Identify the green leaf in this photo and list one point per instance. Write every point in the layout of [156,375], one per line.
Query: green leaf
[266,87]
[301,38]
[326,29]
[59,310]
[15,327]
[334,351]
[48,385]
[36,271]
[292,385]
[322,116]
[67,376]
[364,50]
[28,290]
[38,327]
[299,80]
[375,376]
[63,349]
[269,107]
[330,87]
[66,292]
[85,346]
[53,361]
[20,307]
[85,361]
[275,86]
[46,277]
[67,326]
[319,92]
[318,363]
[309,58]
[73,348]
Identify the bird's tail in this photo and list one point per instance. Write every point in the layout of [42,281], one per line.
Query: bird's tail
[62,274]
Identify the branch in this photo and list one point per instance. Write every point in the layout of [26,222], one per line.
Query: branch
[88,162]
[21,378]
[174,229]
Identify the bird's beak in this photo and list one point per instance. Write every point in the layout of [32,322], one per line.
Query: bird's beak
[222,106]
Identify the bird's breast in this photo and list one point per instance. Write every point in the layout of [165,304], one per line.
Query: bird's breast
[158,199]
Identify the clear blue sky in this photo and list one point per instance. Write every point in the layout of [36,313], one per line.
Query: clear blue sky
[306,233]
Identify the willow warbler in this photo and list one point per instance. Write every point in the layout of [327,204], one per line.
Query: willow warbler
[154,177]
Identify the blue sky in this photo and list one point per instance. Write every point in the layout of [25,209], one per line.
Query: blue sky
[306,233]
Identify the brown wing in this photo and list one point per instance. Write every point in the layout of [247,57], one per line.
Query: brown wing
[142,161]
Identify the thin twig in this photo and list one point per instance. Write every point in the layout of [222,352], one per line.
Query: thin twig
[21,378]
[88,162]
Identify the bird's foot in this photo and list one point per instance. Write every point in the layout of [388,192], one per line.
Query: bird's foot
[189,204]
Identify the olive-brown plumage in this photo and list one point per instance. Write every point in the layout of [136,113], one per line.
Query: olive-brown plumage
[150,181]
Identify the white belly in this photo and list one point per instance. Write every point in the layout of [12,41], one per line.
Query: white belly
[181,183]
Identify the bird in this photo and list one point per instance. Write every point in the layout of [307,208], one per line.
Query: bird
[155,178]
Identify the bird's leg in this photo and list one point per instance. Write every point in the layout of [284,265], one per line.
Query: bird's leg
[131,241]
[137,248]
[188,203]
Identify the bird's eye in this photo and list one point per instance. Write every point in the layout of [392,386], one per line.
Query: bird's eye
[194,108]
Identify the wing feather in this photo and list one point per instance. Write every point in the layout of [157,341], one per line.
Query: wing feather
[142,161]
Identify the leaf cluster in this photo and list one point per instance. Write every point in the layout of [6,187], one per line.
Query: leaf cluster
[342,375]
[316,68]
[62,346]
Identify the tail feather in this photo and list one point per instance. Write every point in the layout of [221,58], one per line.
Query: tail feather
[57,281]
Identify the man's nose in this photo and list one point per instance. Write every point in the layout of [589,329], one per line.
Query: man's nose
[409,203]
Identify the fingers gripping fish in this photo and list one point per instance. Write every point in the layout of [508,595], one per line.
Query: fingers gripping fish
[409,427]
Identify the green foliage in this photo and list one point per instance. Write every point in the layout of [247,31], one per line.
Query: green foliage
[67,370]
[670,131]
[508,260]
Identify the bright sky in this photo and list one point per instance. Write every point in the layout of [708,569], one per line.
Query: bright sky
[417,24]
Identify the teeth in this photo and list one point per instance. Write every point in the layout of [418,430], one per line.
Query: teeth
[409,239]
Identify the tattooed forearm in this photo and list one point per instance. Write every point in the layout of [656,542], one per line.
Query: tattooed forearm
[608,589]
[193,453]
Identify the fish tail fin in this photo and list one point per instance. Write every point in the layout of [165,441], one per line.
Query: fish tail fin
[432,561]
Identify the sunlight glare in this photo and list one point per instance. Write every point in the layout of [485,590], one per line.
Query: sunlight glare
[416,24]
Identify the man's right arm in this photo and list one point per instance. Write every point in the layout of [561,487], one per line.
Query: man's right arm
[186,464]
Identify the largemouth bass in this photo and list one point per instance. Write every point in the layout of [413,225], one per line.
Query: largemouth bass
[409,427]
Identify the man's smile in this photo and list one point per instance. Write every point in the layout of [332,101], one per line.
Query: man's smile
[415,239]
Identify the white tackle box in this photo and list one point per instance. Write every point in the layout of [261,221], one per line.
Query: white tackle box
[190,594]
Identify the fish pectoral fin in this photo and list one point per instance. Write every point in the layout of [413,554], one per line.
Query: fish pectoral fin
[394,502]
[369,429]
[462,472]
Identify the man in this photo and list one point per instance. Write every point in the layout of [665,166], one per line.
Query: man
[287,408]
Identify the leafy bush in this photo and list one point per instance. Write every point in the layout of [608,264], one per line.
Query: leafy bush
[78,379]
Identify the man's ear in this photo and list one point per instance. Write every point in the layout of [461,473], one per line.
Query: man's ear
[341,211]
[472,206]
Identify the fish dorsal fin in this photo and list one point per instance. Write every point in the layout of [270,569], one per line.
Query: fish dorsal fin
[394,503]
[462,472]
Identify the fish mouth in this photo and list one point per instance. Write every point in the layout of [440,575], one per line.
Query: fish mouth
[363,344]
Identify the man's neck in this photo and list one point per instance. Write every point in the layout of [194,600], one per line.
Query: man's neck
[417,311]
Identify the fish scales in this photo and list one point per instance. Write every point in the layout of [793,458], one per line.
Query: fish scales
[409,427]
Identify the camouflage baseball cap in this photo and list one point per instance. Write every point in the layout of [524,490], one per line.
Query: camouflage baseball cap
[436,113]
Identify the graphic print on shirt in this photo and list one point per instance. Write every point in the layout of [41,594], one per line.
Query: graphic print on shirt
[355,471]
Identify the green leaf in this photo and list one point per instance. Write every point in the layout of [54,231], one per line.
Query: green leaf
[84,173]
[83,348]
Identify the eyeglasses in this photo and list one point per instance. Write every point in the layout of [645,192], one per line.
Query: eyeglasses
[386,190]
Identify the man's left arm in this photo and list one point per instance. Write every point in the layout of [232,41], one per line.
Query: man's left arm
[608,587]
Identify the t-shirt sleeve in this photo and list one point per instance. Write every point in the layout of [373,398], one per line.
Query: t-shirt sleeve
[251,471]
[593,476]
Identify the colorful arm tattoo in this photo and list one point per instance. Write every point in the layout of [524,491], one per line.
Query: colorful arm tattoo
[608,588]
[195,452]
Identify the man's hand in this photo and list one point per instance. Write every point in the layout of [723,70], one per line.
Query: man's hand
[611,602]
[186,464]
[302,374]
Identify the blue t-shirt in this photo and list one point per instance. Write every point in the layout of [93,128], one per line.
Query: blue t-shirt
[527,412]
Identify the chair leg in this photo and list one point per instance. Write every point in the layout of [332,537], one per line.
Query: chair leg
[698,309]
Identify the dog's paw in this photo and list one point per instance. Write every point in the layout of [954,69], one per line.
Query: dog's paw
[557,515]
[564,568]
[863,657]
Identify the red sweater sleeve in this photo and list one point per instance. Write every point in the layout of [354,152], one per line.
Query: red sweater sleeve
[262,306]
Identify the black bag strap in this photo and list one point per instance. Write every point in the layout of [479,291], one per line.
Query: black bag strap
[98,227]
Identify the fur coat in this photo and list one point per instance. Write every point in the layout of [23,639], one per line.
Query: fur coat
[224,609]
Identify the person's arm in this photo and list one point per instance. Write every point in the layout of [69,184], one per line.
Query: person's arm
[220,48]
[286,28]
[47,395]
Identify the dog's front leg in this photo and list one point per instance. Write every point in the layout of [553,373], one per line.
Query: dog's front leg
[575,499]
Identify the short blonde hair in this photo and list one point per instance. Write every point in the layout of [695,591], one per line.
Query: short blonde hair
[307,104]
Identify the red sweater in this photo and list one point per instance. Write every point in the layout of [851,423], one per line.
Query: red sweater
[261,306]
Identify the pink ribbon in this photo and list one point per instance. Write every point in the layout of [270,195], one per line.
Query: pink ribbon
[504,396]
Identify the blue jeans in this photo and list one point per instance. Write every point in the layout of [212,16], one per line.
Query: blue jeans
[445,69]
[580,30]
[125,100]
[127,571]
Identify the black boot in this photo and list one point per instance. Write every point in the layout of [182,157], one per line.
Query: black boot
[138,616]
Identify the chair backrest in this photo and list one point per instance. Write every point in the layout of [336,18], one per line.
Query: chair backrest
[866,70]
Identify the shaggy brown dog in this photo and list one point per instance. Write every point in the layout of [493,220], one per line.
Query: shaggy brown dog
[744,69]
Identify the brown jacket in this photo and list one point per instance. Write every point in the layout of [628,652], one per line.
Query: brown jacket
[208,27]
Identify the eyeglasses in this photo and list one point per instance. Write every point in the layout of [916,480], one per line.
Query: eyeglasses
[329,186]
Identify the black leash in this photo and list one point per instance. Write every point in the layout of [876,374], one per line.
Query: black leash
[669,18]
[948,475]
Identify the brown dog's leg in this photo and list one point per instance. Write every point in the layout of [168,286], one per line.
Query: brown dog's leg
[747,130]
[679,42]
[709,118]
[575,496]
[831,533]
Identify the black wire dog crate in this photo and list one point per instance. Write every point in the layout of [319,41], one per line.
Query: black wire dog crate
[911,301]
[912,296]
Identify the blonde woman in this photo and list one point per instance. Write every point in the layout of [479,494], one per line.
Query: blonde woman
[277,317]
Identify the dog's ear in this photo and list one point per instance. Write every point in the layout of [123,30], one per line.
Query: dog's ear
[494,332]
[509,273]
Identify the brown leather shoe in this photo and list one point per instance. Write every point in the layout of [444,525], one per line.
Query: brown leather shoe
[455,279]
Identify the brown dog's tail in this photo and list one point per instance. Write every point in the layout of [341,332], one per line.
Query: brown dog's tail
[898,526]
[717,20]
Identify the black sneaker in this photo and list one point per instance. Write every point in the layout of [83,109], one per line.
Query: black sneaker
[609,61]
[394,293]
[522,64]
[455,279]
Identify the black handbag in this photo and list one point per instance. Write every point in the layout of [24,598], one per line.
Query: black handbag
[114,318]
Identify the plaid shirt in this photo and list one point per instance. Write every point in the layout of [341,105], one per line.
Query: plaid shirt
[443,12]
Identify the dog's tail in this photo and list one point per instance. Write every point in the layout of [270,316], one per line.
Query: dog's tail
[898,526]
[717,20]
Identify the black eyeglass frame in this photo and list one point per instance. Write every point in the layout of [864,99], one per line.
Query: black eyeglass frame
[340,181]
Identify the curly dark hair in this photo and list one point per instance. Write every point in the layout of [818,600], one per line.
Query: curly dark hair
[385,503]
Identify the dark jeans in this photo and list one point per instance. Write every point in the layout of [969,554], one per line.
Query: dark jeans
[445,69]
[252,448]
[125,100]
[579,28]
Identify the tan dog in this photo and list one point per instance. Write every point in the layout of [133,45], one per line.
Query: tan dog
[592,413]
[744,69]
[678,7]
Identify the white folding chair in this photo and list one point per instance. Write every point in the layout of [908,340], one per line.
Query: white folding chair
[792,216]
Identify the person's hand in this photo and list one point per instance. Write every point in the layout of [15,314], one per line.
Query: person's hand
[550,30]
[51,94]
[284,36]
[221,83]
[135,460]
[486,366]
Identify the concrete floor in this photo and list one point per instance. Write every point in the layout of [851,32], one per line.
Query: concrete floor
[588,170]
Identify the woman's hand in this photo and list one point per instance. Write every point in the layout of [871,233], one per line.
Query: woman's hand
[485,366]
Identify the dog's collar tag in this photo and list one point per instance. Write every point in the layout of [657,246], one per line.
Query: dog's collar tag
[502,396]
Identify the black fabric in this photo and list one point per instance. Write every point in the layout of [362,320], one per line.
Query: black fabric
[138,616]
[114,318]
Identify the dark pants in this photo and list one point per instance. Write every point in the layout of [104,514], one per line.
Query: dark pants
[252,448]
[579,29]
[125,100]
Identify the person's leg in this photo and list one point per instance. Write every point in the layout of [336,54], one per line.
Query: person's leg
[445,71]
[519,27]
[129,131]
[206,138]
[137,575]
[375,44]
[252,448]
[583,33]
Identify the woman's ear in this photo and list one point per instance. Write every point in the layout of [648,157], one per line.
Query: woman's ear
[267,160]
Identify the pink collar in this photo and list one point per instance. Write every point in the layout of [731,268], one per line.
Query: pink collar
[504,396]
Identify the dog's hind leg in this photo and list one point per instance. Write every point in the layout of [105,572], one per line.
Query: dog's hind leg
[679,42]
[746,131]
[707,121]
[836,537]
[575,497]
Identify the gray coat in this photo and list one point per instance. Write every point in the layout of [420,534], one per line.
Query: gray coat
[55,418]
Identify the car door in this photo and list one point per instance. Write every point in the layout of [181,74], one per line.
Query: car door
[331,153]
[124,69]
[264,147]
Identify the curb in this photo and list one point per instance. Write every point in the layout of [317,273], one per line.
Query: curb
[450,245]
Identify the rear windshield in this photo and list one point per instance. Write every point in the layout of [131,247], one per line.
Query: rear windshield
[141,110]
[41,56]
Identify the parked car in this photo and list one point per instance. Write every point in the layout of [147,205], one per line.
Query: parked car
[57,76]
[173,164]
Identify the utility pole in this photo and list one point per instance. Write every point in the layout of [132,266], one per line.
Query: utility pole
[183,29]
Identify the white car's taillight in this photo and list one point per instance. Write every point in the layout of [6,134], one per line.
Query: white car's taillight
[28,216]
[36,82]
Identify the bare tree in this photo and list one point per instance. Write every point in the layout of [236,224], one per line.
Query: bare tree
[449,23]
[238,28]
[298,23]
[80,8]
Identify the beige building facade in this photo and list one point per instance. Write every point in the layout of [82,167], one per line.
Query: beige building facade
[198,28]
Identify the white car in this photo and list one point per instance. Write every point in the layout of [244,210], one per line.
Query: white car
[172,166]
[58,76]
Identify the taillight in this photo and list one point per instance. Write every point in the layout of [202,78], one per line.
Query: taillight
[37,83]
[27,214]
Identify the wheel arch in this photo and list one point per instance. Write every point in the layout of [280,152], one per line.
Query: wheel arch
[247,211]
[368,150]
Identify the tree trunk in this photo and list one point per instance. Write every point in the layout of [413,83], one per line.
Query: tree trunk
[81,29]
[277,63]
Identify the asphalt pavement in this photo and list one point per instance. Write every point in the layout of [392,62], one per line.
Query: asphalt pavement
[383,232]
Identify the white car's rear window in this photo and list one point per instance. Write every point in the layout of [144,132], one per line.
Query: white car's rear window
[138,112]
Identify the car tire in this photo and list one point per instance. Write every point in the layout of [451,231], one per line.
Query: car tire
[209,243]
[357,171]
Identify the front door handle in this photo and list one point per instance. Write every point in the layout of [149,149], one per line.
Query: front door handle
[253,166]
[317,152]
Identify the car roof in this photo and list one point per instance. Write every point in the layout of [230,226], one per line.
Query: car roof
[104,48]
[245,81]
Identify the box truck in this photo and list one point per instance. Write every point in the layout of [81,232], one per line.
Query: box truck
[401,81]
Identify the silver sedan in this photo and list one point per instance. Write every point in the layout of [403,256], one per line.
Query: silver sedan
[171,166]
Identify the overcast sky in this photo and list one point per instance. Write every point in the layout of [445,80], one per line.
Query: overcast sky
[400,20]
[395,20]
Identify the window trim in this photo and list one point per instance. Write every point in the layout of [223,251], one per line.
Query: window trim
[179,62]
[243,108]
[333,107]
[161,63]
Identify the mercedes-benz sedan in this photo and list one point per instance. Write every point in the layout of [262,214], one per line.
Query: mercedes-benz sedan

__________

Can you rewrite the lines from the one containing "Identify the mercedes-benz" through the end of the material, with "sedan" changed to "coupe" and nothing else altered?

Identify the mercedes-benz coupe in this photo and list one point per instance. Write every point in the layout of [262,214], one per line.
Query: mercedes-benz coupe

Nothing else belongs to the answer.